■ Data excerpts:
* * * * * * *
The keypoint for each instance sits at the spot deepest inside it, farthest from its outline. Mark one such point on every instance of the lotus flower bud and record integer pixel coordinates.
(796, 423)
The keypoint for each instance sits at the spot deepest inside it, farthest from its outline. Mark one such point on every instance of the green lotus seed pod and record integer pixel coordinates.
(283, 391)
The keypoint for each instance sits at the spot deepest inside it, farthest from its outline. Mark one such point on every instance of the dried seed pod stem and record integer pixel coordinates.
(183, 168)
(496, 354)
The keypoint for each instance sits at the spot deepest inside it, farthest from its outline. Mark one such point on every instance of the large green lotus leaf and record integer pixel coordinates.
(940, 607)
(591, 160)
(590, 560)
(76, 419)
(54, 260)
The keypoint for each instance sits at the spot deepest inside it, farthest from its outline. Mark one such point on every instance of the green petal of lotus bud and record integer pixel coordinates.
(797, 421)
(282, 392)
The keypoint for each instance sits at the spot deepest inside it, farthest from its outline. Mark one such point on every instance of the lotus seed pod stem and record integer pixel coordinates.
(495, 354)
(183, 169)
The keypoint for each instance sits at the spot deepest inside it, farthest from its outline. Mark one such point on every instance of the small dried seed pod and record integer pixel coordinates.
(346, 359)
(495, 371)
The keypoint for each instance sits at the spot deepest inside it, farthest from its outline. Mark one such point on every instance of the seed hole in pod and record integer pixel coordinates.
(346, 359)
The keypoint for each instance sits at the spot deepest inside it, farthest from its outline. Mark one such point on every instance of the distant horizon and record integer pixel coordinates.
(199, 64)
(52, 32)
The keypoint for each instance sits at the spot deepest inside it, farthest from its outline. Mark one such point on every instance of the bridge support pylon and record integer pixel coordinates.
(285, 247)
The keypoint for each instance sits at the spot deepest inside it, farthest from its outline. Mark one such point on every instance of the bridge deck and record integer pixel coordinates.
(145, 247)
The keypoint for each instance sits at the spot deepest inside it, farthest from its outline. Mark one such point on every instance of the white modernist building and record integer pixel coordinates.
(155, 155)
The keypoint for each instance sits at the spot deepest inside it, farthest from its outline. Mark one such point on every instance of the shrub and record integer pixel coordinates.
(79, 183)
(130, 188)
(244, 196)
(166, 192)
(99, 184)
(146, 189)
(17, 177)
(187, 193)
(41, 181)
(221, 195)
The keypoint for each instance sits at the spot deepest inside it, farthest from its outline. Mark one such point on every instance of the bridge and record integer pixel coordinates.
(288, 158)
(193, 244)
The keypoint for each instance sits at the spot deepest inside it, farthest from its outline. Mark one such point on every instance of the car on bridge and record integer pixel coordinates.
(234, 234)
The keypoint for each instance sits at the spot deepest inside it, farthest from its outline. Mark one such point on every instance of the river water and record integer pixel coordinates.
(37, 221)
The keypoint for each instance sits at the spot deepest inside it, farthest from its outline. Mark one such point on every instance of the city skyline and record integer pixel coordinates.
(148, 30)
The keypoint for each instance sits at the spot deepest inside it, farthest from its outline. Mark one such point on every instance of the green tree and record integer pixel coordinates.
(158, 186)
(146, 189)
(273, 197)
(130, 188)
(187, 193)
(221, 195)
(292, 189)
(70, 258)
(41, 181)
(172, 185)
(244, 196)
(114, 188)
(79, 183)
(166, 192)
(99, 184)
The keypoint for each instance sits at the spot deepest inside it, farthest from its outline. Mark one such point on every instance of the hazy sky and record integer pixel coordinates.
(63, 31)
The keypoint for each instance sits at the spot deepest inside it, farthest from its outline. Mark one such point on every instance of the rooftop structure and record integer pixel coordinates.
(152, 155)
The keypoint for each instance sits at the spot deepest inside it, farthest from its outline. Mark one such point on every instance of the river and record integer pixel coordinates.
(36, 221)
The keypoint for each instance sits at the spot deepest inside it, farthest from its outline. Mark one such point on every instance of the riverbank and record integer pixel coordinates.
* * * * * * *
■ PROBLEM TO WORK ON: Your answer must be an exact transcription of the lines from the one containing "skyline and record integer pixel coordinates." through the last line of the records above, and nothing else.

■ RESPONSE TO THE TASK:
The keypoint for each instance sits at the spot deepest inside it, farthest from its outline. Mark one such point on every instance of the city skyline and record integer pixel coordinates.
(148, 30)
The keypoint for each instance sits at the spot deepest inside it, farthest from its outline. Mark one such point on every instance of the green tree and record integer pixel coordinates.
(158, 186)
(146, 189)
(273, 197)
(130, 188)
(187, 193)
(221, 195)
(292, 189)
(70, 258)
(41, 181)
(172, 185)
(244, 196)
(114, 188)
(79, 183)
(166, 192)
(99, 184)
The keypoint for each instance sits at the spot deepest inside it, farthest from its outline. Mark one such point on every instance of the hazy sky and record integer pixel coordinates.
(63, 31)
The keypoint for each instance sits at the spot deepest inside it, farthest from its outline. Mark one such point on every instance of the rooftop structure and record integer pixel coordinates.
(152, 155)
The keypoint for each instance sits at the spot deepest inside it, farthest from its outline. Mark one such point on every instance of the river and record integer pixel coordinates.
(36, 221)
The keypoint for each instance sits at the spot deepest inside it, farthest from its outline. Mark one such point on every instance of the riverbank and record integer pixel coordinates.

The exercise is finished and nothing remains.